◆ PROBLEM TO SOLVE ◆
How many lines in the records below contain the word "uniform"? Reply with only the number.

◆ INFORMATION PROVIDED ◆
#####

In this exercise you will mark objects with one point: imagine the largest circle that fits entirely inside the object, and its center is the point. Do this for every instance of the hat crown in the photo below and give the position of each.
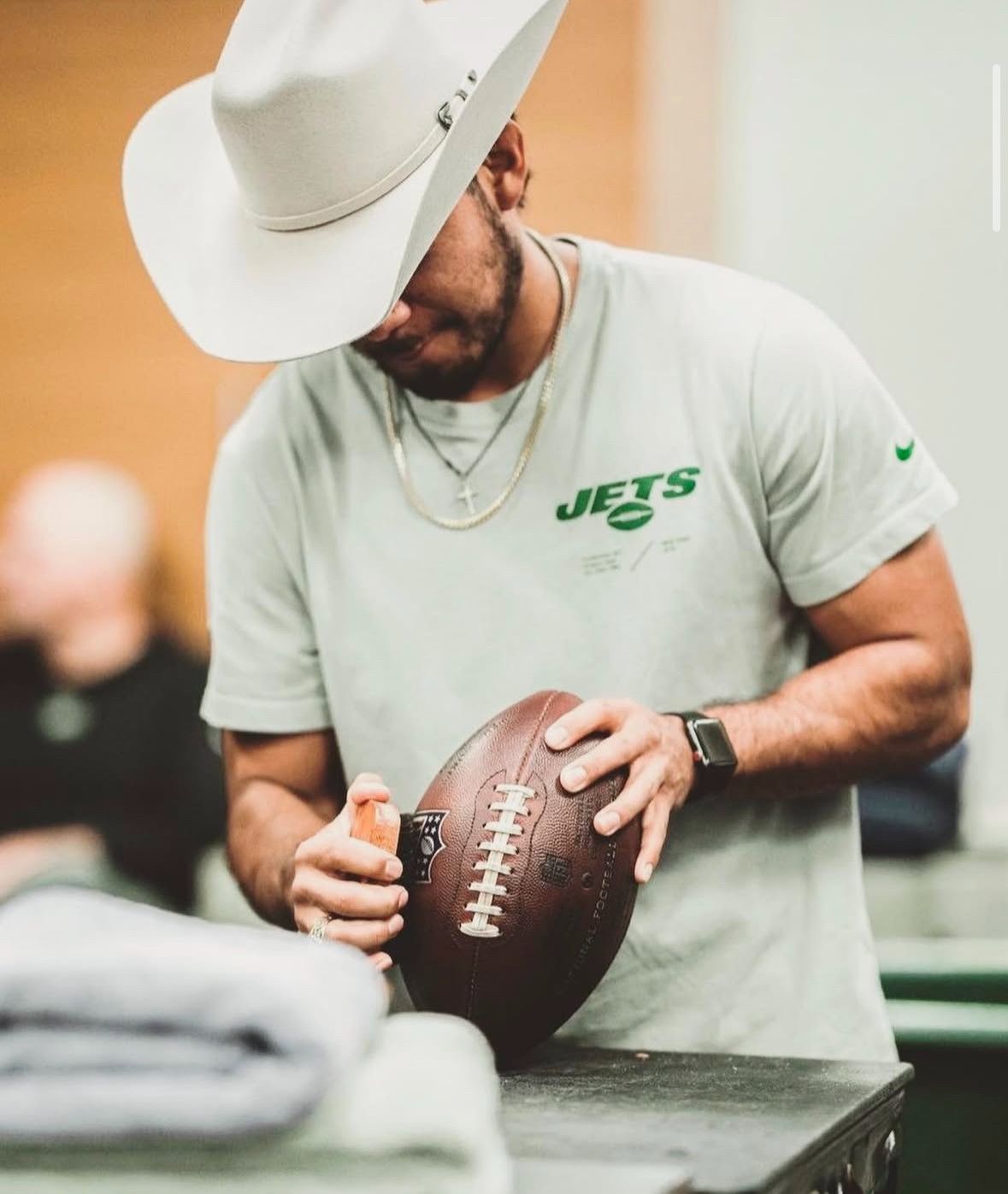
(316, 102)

#####

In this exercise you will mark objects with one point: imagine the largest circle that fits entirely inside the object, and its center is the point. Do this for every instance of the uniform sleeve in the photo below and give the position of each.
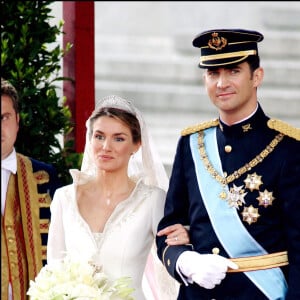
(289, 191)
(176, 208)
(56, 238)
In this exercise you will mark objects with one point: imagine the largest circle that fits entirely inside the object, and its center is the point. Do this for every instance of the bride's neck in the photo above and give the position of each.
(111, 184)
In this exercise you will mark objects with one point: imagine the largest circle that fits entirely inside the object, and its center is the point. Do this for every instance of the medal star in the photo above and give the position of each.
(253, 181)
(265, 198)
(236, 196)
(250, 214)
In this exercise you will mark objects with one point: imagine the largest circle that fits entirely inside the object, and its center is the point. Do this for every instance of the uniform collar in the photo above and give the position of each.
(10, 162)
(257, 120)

#####

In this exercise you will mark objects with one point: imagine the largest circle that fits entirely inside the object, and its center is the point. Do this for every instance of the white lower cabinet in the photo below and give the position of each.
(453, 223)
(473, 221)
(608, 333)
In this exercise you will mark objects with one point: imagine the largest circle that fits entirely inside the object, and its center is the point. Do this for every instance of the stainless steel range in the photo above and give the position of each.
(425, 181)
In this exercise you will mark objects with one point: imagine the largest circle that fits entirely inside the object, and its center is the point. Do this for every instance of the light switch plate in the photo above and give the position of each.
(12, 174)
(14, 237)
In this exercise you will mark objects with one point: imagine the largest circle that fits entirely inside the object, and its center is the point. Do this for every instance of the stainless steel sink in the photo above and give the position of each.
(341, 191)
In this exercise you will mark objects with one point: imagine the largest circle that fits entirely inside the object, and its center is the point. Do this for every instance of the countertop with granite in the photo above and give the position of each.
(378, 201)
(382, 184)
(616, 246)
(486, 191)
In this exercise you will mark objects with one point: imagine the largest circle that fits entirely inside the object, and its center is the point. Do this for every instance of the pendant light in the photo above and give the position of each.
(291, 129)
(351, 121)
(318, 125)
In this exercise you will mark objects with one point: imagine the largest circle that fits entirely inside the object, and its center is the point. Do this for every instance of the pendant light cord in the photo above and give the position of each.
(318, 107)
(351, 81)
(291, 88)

#####

◆ ANSWER BELOW ◆
2